## [CONSIGNE]
Recopiez fidèlement le passage de l'article sur la place financière de Casablanca, depuis «Sur ce registre, Casablanca» jusqu'à «sur ses acquis.» inclus.

## [EXTRAIT DU TEXTE]
Maroc

Places financières : Casablanca conserve son capital séduction

Dans la lutte à couteaux tirés à laquelle se livrent les métropoles pour attirer les flux de capitaux, Casablanca parvient à tirer son épingle du jeu. Selon le dernier classement du Global Financial Centres Index, la capitale économique conforte son statut de première place financière en Afrique, malgré une concurrence régionale de plus en plus affirmée. Classée dans la catégorie «Global Contender», la place est perçue comme internationale, certes, mais toujours en phase de structuration. 

Une place financière ne se mesure pas à la hauteur de ses gratte-ciel ni aux volumes d’échange, mais à sa capacité à offrir un cadre stable, et un environnement bien arrimé aux flux économiques et financiers internationaux.

Sur ce registre, Casablanca consolide année après année sa position de place financière incontournable sur le continent. Selon la dernière édition du Global Financial Centres Index, la métropole se maintient en tant que première place financière d’Afrique, mais occupe le 56e rang mondial avec un score de 696 points.

Dans la région Mena, la concurrence se veut plus rude. Dubaï, désormais 12e, confirme son statut de place mondiale, tandis qu’Abou Dhabi (38e), Maurice (58e) et Kigali (72e) cherchent à grignoter des parts de marché. Il faut dire que Casablanca table surtout sur ses acquis.

## [INFORMATIONS EXTRAITES]
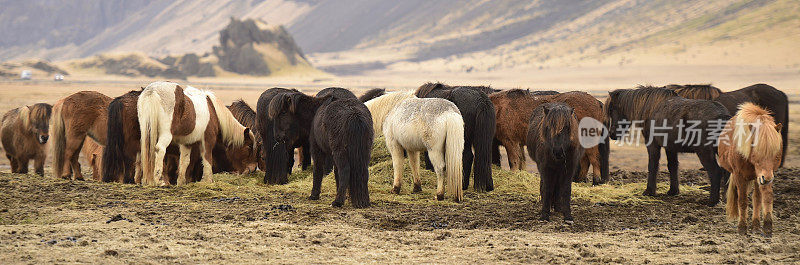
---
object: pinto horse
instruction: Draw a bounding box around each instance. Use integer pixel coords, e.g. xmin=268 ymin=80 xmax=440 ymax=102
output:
xmin=718 ymin=102 xmax=782 ymax=236
xmin=137 ymin=82 xmax=254 ymax=185
xmin=415 ymin=83 xmax=495 ymax=191
xmin=50 ymin=91 xmax=112 ymax=180
xmin=0 ymin=103 xmax=53 ymax=176
xmin=526 ymin=102 xmax=584 ymax=221
xmin=489 ymin=89 xmax=610 ymax=185
xmin=605 ymin=86 xmax=731 ymax=206
xmin=364 ymin=92 xmax=464 ymax=202
xmin=269 ymin=91 xmax=374 ymax=208
xmin=667 ymin=84 xmax=789 ymax=167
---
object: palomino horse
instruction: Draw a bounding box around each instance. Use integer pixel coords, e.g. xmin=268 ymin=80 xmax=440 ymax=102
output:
xmin=269 ymin=88 xmax=374 ymax=208
xmin=718 ymin=103 xmax=782 ymax=236
xmin=489 ymin=89 xmax=610 ymax=185
xmin=50 ymin=91 xmax=111 ymax=180
xmin=137 ymin=82 xmax=253 ymax=185
xmin=0 ymin=103 xmax=53 ymax=176
xmin=365 ymin=92 xmax=464 ymax=202
xmin=605 ymin=86 xmax=731 ymax=206
xmin=527 ymin=102 xmax=584 ymax=221
xmin=667 ymin=84 xmax=789 ymax=166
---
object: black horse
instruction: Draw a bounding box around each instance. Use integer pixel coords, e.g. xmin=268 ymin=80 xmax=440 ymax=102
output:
xmin=526 ymin=102 xmax=584 ymax=221
xmin=415 ymin=83 xmax=495 ymax=191
xmin=606 ymin=86 xmax=731 ymax=206
xmin=269 ymin=92 xmax=374 ymax=208
xmin=254 ymin=87 xmax=311 ymax=184
xmin=667 ymin=84 xmax=789 ymax=167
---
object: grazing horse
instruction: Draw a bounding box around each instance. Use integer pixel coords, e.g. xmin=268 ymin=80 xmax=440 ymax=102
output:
xmin=527 ymin=102 xmax=584 ymax=221
xmin=415 ymin=83 xmax=495 ymax=191
xmin=606 ymin=86 xmax=731 ymax=206
xmin=256 ymin=87 xmax=311 ymax=184
xmin=667 ymin=84 xmax=789 ymax=167
xmin=489 ymin=89 xmax=610 ymax=185
xmin=50 ymin=91 xmax=112 ymax=180
xmin=269 ymin=92 xmax=374 ymax=208
xmin=358 ymin=88 xmax=386 ymax=102
xmin=0 ymin=103 xmax=53 ymax=176
xmin=718 ymin=102 xmax=782 ymax=236
xmin=137 ymin=82 xmax=254 ymax=185
xmin=365 ymin=92 xmax=464 ymax=202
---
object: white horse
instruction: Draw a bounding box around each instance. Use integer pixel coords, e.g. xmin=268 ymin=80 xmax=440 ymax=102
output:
xmin=137 ymin=82 xmax=254 ymax=185
xmin=364 ymin=91 xmax=464 ymax=202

## [CORRIGÉ]
Sur ce registre, Casablanca consolide année après année sa position de place financière incontournable sur le continent. Selon la dernière édition du Global Financial Centres Index, la métropole se maintient en tant que première place financière d’Afrique, mais occupe le 56e rang mondial avec un score de 696 points.

Dans la région Mena, la concurrence se veut plus rude. Dubaï, désormais 12e, confirme son statut de place mondiale, tandis qu’Abou Dhabi (38e), Maurice (58e) et Kigali (72e) cherchent à grignoter des parts de marché. Il faut dire que Casablanca table surtout sur ses acquis.